**INSTRUCTIONS**.
**1.** From the SWE-bench Pro audit, quote the passage that opens with the words containing "Consider flipt-io_358e13bf. Its" and closes with "gap is measurable.".
**2.** Write the next part of the SWE-bench Pro determinacy audit, picking up right after its final sentence.

[SELECTED TEXT — start]

A Determinacy Audit of SWE-bench Pro

How much of the public set pins the behavior it grades.

A construct-validity audit of SWE-bench Pro, the contamination-resistant benchmark OpenAI now recommends in place of Verified. The paper is a live, re-runnable GitHub artifact; this is its readable preprint. Every number links to a receipt a skeptic re-runs.

Download PDF · arxiv-shape preprint, rebuilt from this source. · Live artifact: github.com/kimjune01/swebench-pro-audit · Archived at doi.org/10.5281/zenodo.20738219 (CC BY-SA).

Abstract

A benchmark score is only as meaningful as the determinacy of its tasks. If the problem statement a solver receives does not pin the behavior the hidden test grades, then passing that test is not evidence of solving the stated problem, but of recovering an unstated choice by some other means. We audit all 728 public SWE-bench Pro tasks for determinacy and find a conservative proven floor of 15.0% underdetermined (11.4% by grep alone, with no methodological buy-in). SWE-bench Pro is contamination-resistant by construction, which removes recall as that other means and isolates the question on construct validity, so the audit needs no contamination claim. The decisive evidence is the repository itself: for every graded behavior the prose leaves open, a codebase-determinacy sweep settles it against grep-verified live precedents at the base commit. A reading-judgment tier of prose-plurality splits is verified adversarially by two independent model families (Cohen’s kappa = 0.52). Three golds fail the benchmark’s own verifier, and at least one task grades a feature disjoint from the one it describes. Every claim is a measured execution fact backed by a committed per-case receipt, re-derivable by grep without trusting the authors. In practice, a raw Pro percentage conflates solving the stated problem with recovering the author’s unstated choice, and should be reported against a determinacy-aware denominator.

1. Introduction

Benchmarks for autonomous software engineering grade a candidate patch by running a held-out test suite. The implicit assumption is that the test encodes the task: if the patch passes, the problem was solved. That holds only when the task’s materials determine the behavior the test checks. When they do not, a passing patch has three other explanations. The solver read the held-out test (oracle access). The solver recalled the merged pull request (contamination). The solver guessed and matched. The first two are mechanisms a harness or a frontier model can exploit without understanding the problem.

SWE-bench Verified suffers from the first two. OpenAI’s February 2026 audit found that a majority of audited Verified tasks have flawed tests rejecting functionally correct submissions, and that frontier models reproduce exact gold patches; OpenAI stopped reporting Verified and recommended SWE-bench Pro. Pro is built to resist contamination, and on our own gold-overlap check that resistance holds. So on Pro the open question moves off recall and onto construct validity. Independent of contamination, how often is the graded behavior simply not present in the materials the solver receives?

Consider flipt-io_358e13bf. Its problem statement asks for controlled deletion of references in a snapshot cache: “Fixed references cannot be deleted and remain accessible. Non-fixed references can be deleted.” The gold patch and hidden test instead modify internal/config/authentication.go and assert a CSRF configuration default. The graded feature and the described feature are disjoint; no reading of the prose produces the behavior the test checks. An extreme case, but general: passing the test and solving the stated problem can come apart, and the gap is measurable.

[SELECTED TEXT — finish]
[INFORMATION PROVIDED — start]

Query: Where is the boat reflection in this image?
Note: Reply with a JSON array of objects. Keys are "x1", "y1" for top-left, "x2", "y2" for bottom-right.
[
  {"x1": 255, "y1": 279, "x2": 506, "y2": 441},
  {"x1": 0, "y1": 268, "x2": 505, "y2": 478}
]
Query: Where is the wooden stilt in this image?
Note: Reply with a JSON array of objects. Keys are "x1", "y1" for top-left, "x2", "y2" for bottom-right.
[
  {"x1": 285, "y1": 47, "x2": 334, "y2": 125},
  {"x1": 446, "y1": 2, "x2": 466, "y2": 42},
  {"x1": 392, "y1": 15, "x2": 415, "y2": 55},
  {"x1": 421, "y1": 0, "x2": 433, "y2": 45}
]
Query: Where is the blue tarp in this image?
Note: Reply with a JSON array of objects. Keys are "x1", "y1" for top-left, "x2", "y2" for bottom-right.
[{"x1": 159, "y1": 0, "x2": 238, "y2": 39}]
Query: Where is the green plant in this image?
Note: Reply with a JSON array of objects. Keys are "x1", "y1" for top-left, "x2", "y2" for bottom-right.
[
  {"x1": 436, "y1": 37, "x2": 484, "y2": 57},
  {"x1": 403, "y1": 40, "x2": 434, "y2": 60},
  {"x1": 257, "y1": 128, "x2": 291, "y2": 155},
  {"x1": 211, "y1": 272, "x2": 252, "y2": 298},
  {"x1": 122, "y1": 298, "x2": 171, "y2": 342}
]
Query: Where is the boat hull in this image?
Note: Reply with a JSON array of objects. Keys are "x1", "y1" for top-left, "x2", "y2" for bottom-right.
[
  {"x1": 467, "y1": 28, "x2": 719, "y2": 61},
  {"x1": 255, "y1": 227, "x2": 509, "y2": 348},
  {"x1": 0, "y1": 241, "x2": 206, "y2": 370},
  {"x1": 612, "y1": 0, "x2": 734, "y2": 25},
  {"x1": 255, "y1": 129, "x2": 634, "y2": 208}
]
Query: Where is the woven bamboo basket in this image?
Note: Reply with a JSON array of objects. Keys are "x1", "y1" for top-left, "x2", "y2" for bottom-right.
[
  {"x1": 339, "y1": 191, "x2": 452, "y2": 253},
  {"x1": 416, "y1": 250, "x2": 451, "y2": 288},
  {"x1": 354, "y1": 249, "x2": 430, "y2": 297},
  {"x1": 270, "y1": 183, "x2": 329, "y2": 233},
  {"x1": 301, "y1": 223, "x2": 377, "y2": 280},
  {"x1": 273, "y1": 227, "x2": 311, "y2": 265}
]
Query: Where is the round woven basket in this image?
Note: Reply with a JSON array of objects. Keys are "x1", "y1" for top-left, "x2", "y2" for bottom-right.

[INFORMATION PROVIDED — finish]

**ANSWERS FOR EACH ITEM**.
**1.**
Consider flipt-io_358e13bf. Its problem statement asks for controlled deletion of references in a snapshot cache: “Fixed references cannot be deleted and remain accessible. Non-fixed references can be deleted.” The gold patch and hidden test instead modify internal/config/authentication.go and assert a CSRF configuration default. The graded feature and the described feature are disjoint; no reading of the prose produces the behavior the test checks. An extreme case, but general: passing the test and solving the stated problem can come apart, and the gap is measurable.

**2.**
We measure it conservatively, separating what is provable from committed receipts with no methodological buy-in from what rests on a stated standard, and excluding everything that needs a rater panel we have not yet run. The contribution is the determinacy classification over the whole public set, the two-expert standard and its adversarial verification, and the resulting guidance for anyone who runs, reports, or builds on Pro.

2. The determinacy standard

A task’s graded behavior is determinate when the solver’s materials select it, and underdetermined otherwise. Those materials are the problem statement, requirements, interface, and the repository source at the base commit. A passing patch never proves a task determinate, and ambiguity is claimed only on positive evidence, never on a failure to find a convention. Where neither can be established, the label is unknown and no claim is made.

The decisive evidence is the codebase. For every behavior the prose leaves open, we ask what the repository already does at the base commit, and classify on the answer:

determined-codebase: one comparable live way, and gold matches it. A from-codebase solver lands on gold. Not a defect (78 tasks).
misdetermined: the codebase determines one value and the test grades a different one. A codebase-faithful solver produces the determined answer and fails.
codebase-plural: the codebase makes the choice two or more live ways, and the test pins one arbitrarily.
airtight: the graded constant is absent from prose and codebase alike, present only in gold and test. Obtainable only by reading the test.

A second axis is prose plurality: the requirement text itself licenses two or more faithful readings the hidden test splits. This is the one tier that genuinely needs a reader, so it is the one we verify adversarially.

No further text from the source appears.